Excerpts from point annotation data:
**********

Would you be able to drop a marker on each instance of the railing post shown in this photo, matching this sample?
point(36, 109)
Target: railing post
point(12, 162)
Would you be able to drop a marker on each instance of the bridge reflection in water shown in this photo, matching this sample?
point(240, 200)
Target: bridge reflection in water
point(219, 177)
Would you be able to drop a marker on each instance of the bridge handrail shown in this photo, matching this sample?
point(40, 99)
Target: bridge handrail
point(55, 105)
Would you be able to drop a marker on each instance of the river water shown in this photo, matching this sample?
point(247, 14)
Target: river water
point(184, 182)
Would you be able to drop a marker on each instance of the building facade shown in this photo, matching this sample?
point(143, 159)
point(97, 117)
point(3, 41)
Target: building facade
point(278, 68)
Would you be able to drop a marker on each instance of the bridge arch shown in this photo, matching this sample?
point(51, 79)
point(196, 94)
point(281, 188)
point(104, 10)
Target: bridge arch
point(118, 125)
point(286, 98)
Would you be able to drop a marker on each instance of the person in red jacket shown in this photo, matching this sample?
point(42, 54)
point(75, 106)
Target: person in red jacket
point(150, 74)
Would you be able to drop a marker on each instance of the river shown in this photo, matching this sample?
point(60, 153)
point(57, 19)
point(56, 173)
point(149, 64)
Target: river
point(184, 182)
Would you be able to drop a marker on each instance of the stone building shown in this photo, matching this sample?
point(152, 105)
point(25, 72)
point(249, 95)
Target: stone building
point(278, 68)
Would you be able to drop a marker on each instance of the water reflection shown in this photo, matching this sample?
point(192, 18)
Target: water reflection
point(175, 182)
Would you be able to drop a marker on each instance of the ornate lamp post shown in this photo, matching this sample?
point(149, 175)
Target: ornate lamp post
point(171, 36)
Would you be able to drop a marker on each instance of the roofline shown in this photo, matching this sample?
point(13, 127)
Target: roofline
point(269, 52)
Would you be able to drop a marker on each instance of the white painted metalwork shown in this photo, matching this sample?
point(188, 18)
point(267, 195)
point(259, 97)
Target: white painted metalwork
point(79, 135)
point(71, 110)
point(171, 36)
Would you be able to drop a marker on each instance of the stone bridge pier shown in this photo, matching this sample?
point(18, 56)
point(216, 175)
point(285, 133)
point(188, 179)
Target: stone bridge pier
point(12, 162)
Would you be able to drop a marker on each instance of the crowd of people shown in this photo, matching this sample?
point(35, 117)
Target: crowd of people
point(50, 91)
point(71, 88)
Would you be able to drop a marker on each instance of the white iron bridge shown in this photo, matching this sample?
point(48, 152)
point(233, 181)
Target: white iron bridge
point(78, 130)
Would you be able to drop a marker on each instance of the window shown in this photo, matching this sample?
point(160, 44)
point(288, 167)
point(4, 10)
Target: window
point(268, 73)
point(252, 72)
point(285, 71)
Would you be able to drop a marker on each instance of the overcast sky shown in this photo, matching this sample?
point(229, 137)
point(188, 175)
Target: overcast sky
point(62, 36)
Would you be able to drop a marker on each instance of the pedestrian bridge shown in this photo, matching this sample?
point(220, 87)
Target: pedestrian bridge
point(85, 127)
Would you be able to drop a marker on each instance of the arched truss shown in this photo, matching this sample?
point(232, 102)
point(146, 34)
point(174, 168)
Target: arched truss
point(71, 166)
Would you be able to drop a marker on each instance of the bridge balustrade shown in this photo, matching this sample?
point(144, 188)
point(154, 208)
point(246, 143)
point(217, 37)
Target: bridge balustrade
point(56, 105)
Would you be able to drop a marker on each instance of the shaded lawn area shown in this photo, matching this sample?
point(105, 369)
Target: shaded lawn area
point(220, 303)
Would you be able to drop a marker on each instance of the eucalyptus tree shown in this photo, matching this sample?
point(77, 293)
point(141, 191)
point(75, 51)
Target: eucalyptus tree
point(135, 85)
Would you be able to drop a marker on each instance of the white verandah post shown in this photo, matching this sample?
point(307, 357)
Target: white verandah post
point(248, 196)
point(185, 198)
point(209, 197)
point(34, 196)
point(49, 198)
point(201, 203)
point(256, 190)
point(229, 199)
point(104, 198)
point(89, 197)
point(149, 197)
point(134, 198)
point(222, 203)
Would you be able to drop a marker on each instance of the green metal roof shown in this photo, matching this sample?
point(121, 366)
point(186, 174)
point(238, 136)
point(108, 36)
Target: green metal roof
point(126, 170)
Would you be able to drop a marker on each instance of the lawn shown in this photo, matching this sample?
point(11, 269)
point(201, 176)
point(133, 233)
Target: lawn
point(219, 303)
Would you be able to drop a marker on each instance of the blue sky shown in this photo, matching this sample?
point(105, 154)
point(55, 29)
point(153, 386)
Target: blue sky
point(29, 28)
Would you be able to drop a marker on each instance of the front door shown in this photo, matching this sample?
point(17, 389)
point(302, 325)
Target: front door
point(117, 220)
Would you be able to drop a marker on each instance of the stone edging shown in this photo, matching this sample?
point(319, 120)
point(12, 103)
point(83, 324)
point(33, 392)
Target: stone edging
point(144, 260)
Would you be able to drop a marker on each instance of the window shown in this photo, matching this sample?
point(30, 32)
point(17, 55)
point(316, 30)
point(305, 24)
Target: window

**********

_What you need to do:_ Write out the full listing, keeping every line exactly as it is.

_The result:_
Would you be able to drop a marker on each instance of the railing post shown in this photo, matching this sample?
point(36, 109)
Target: railing post
point(12, 162)
Would you be able to drop a marker on each instance of the bridge reflection in water shown in this photo, matching this sample?
point(240, 200)
Target: bridge reflection in water
point(219, 177)
Would you be able to drop a marker on each instance of the bridge handrail shown in this photo, matching this sample?
point(40, 99)
Target: bridge handrail
point(55, 105)
Would you be able to drop a marker on each instance of the river water shown in this photo, matching this sample?
point(247, 14)
Target: river water
point(184, 182)
Would you be able to drop a marker on each instance of the building facade shown in this photo, matching this sample?
point(143, 159)
point(97, 117)
point(3, 41)
Target: building facade
point(278, 68)
Would you be able to drop a marker on each instance of the bridge arch shown in this photo, matching this sample?
point(51, 79)
point(196, 94)
point(281, 188)
point(104, 10)
Target: bridge arch
point(118, 125)
point(286, 98)
Would you be able to drop a marker on each instance of the person in red jacket shown in this photo, matching this sample?
point(42, 54)
point(75, 106)
Target: person in red jacket
point(150, 74)
Would you be able to drop a marker on each instance of the river shown in this photo, matching this sample?
point(60, 153)
point(57, 19)
point(56, 173)
point(149, 64)
Target: river
point(184, 182)
Would you be able to drop a marker on each instance of the stone building shown in this photo, matching this sample?
point(152, 105)
point(25, 72)
point(249, 95)
Target: stone building
point(278, 68)
Would you be able to drop a marker on each instance of the water reflection shown in this photo, matching this sample?
point(192, 18)
Target: water reflection
point(175, 182)
Would you be able to drop a marker on each instance of the ornate lamp post shown in this photo, matching this sample?
point(149, 175)
Target: ornate lamp post
point(171, 36)
Would you be able to drop a marker on each instance of the roofline shown in this photo, matching this sample?
point(13, 127)
Target: roofline
point(269, 52)
Would you be able to drop a marker on each instance of the white painted metalwork shown in this photo, matching this sample?
point(188, 18)
point(267, 195)
point(259, 97)
Target: white painted metalwork
point(79, 135)
point(71, 110)
point(171, 36)
Would you be able to drop a marker on each instance of the stone bridge pier shown in this photo, matching this sample?
point(18, 56)
point(216, 175)
point(285, 133)
point(188, 179)
Target: stone bridge pier
point(12, 162)
Would you be able to drop a marker on each instance of the crowd of people shown in this photo, matching this sample?
point(35, 117)
Target: crowd of people
point(50, 91)
point(71, 88)
Would you be able to drop a marker on each instance of the white iron bridge shown in this photo, matching this sample?
point(48, 152)
point(233, 181)
Target: white iron bridge
point(78, 130)
Would you be able to drop a marker on each instance of the window shown in this photo, matching this sample?
point(160, 44)
point(288, 167)
point(4, 10)
Target: window
point(268, 73)
point(252, 72)
point(285, 71)
Would you be able to drop a marker on each instance of the overcast sky shown in this photo, matching this sample?
point(229, 137)
point(188, 175)
Target: overcast sky
point(62, 36)
Would you be able to drop a marker on each instance of the pedestrian bridge shown in this photo, matching this sample?
point(220, 87)
Target: pedestrian bridge
point(85, 127)
Would you be able to drop a marker on each instance of the arched truss shown in this photo, matching this sample?
point(232, 102)
point(146, 34)
point(174, 168)
Target: arched truss
point(71, 166)
Would you be able to drop a marker on each instance of the bridge balustrade shown in this photo, matching this sample?
point(144, 188)
point(154, 208)
point(246, 143)
point(217, 37)
Target: bridge balustrade
point(56, 105)
Would you be able to drop a marker on each instance of the shaded lawn area shown in this photo, matching this sample?
point(105, 369)
Target: shaded lawn area
point(220, 303)
Would you be able to drop a marker on each instance of the eucalyptus tree shown in this photo, matching this sample?
point(77, 293)
point(141, 191)
point(75, 51)
Target: eucalyptus tree
point(135, 85)
Would you be able to drop a marker on each instance of the white verandah post shown in this photo, matching this sample?
point(307, 357)
Target: white verandah post
point(248, 196)
point(185, 198)
point(209, 197)
point(34, 196)
point(49, 198)
point(201, 203)
point(256, 190)
point(229, 199)
point(104, 198)
point(89, 197)
point(149, 197)
point(134, 198)
point(222, 203)
Would you be able to drop a marker on each instance of the green metal roof shown in this photo, matching this sample?
point(121, 366)
point(186, 174)
point(238, 136)
point(108, 36)
Target: green metal roof
point(126, 170)
Would you be able to drop a marker on each instance of the lawn shown in this photo, matching this sample?
point(11, 269)
point(201, 176)
point(133, 233)
Target: lawn
point(219, 303)
Would you be able to drop a marker on each instance of the blue sky shown in this photo, matching this sample?
point(105, 154)
point(55, 29)
point(153, 386)
Target: blue sky
point(29, 28)
Would you be able to drop a marker on each instance of the front door shown in this photo, matching this sample?
point(17, 389)
point(302, 325)
Target: front door
point(117, 220)
Would you be able to drop a marker on each instance of the stone edging shown in this photo, matching this sample?
point(319, 120)
point(12, 103)
point(83, 324)
point(33, 392)
Target: stone edging
point(144, 260)
Would you be able to drop a marker on each instance of the window shown in this photo, matching this sample?
point(30, 32)
point(17, 55)
point(316, 30)
point(305, 24)
Target: window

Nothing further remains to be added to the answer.